### Exercise task
The records follow. Transcribe only the lines from the line containing "the white fur" through the end, both ends included, and leave out the pictures.

═════ Available records

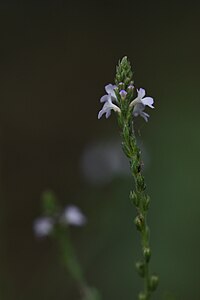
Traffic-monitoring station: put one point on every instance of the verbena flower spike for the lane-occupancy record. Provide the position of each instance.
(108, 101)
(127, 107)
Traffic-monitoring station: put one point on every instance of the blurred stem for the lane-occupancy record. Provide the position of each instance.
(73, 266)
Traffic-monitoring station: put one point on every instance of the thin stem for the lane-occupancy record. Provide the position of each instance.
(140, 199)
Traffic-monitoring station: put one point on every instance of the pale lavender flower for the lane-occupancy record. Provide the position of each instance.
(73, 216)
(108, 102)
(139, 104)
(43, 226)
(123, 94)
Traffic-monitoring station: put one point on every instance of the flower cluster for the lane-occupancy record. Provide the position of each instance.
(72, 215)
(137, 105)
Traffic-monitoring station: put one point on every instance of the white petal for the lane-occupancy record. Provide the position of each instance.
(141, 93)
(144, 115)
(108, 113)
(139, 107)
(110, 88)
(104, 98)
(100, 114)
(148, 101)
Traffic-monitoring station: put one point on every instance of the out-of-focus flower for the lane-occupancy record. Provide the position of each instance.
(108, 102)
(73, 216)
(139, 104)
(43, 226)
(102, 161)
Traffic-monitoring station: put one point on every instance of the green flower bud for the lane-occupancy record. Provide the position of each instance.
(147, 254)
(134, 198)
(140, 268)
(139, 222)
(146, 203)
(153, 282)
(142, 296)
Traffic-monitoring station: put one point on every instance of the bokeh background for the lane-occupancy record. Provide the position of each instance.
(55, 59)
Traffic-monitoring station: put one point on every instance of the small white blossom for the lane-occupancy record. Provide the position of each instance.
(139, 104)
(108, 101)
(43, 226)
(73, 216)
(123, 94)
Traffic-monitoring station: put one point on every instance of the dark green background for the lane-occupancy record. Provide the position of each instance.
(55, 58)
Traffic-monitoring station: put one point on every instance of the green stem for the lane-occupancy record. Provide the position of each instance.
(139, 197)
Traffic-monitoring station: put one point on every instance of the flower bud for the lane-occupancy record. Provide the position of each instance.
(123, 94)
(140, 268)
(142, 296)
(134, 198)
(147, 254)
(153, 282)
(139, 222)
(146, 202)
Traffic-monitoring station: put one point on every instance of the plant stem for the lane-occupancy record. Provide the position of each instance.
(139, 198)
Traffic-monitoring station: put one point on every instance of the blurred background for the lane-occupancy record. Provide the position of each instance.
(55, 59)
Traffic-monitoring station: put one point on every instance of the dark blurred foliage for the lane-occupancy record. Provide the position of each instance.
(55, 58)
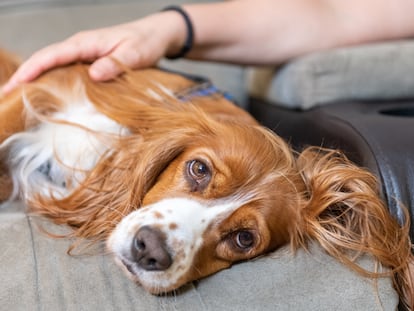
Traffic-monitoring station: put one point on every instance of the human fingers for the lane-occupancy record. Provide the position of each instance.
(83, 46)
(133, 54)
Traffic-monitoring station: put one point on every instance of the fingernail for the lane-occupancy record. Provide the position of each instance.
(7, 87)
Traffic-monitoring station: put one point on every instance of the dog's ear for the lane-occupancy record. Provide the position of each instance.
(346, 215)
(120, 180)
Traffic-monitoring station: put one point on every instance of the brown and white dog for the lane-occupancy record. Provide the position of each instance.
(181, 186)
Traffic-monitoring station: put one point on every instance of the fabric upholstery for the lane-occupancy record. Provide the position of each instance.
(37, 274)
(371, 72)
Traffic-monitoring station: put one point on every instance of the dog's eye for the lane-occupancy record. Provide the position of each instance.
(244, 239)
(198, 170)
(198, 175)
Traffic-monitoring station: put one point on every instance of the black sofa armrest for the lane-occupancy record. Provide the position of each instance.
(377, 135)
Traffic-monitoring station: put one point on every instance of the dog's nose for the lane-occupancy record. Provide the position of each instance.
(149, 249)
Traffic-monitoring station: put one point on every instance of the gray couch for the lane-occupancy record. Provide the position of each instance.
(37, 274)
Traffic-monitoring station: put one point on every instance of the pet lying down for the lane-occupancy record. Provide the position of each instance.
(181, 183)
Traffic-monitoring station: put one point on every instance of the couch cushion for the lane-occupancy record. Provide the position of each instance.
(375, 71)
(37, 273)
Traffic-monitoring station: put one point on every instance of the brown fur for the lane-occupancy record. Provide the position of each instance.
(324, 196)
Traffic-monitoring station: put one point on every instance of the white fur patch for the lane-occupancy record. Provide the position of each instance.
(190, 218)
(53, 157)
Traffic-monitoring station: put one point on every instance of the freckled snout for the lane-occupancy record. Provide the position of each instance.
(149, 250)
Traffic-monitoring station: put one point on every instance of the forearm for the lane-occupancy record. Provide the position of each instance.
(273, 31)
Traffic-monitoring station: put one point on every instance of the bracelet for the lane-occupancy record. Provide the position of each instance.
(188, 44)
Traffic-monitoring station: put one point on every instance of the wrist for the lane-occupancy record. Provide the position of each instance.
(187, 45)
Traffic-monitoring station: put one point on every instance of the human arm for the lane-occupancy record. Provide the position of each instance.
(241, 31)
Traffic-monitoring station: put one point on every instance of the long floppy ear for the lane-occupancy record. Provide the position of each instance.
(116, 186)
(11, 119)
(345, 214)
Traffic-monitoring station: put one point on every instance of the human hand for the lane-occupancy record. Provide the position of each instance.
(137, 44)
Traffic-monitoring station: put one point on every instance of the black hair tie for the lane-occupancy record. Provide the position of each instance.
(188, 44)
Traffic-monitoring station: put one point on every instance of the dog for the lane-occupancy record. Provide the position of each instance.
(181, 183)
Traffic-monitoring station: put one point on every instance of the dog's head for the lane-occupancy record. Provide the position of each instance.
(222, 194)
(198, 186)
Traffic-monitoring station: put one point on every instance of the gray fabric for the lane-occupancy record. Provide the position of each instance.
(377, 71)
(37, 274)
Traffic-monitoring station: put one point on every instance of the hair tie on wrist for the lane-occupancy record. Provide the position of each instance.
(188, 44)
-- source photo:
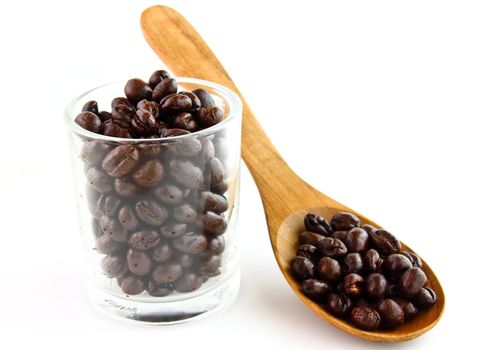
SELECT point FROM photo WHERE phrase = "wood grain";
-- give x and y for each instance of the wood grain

══════════

### Solution for this exercise
Traffic-monitoring station: put one point on every instance of the white fur patch for the lane-occupancy record. Provide the position of each instance.
(190, 218)
(53, 157)
Traffic-monitoring station: put one point on every instance of the freckled snout for the lane-occupancy record. Provide the position of each instance.
(149, 250)
Traffic-monitoring station: put one point on every instance of the forearm for the lane-occupancy record. Provide the position of each instance.
(273, 31)
Traffic-monitoring station: put one point on every instance of the bracelet for the lane-occupancy record. Provide the position of each instance.
(188, 44)
Traffic-monitoring station: put one point on every instance of the wrist for the lane-occupancy record. Provide the position of each instance.
(187, 45)
Traffic-monitoring station: put one point on every instance of the human arm for the lane-occupancy record. Provide the position of each instance.
(241, 31)
Traffic-monitoring station: put one point on every instance of the long floppy ear for the lane-occupancy record. Provide the position of each instance.
(116, 186)
(11, 119)
(345, 214)
Traffic-monitoring station: put one point on every instance of the human hand for the lane-occupancy record. Provide the position of each instance.
(137, 44)
Traffic-monitoring station: put one point on every instance of the black hair tie for the lane-occupancy record. Provide the position of each instance.
(188, 44)
Traffic-monitoring station: put one point on every instance of the dog for the lane-occupancy record. Provide the position of each instance.
(181, 183)
Traffic-monitoring station: put one point on every instance of the dog's head for the lane-occupancy record. Provide the position of each instance.
(222, 194)
(198, 186)
Traffic-monitoring station: put one point on every instance of the gray fabric for the lane-occupancy record. Provide the position of each instance.
(377, 71)
(37, 274)
Traffic-monitoring station: put one point on every instance of the hair tie on wrist for the lane-occupancy record. Provide the position of each instance.
(188, 44)
-- source photo:
SELECT point FROM photo WHERE phrase = "wood grain";
-- give x and y for each instance of the wood grain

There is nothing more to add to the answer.